*DOCUMENT TEXT*
────────────────
During the 2022-2023 flu season, 40.1% of Kentuckians got a flu vaccine. Among children, that rate was 47.1%, and among adults, it was 35.8%, according to the Kaiser Family Foundation.

And it appears there aren’t enough of the recently approved RSV vaccines to go around, according to reporting by Louisville’s WDRB on Dec. 6.

Dr. Michael Kuduk, president of the Kentucky Medical Association, told Molly Jett of WDRB that the children’s RSV antibody injection is “pretty much not available” and the vaccine for pregnant women is “really hard to find.”

“Manufacturers can’t keep up with the demand,” Kuduk said. “It’s not going to help anybody this year in the middle of RSV season.”

In the week ended Dec. 16, emergency-department visits for respiratory illness increased for yet another week, to 3,921, up from 3,670 the week prior.

Of the latest week’s cases, 2,072 were for flu, up from 1,720 the week prior; 1,073 were for Covid-19, down from 1,134; and 776 for RSV, down from 816.
────────────────
*QUESTIONS ON THE MATERIAL*
A) Transcribe the Kentucky flu and RSV passage, beginning at "In the week" and stopping after "the week prior.".
B) In the Kentucky flu and RSV passage, how many emergency-department visits for respiratory illness were there in the week ended Dec. 16?
C) Rewrite the paragraph of the Kentucky flu and RSV passage that begins "Of the latest week's cases" as a brief list, keeping its figures.
The entries that follow have no connection to the Kentucky flu and RSV passage.

Source records:
────────────────
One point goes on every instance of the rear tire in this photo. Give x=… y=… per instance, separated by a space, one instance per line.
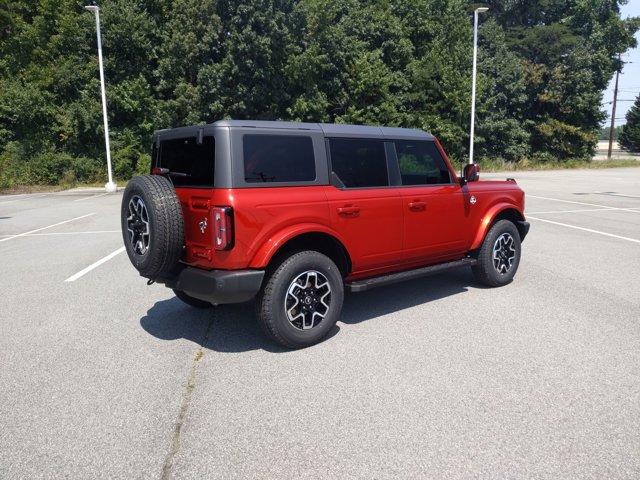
x=301 y=300
x=499 y=255
x=191 y=301
x=152 y=225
────────────────
*ANSWERS TO THE EXERCISES*
A)
In the week ended Dec. 16, emergency-department visits for respiratory illness increased for yet another week, to 3,921, up from 3,670 the week prior.

B) 3,921

C)
- Flu: 2,072 (up from 1,720)
- Covid-19: 1,073 (down from 1,134)
- RSV: 776 (down from 816)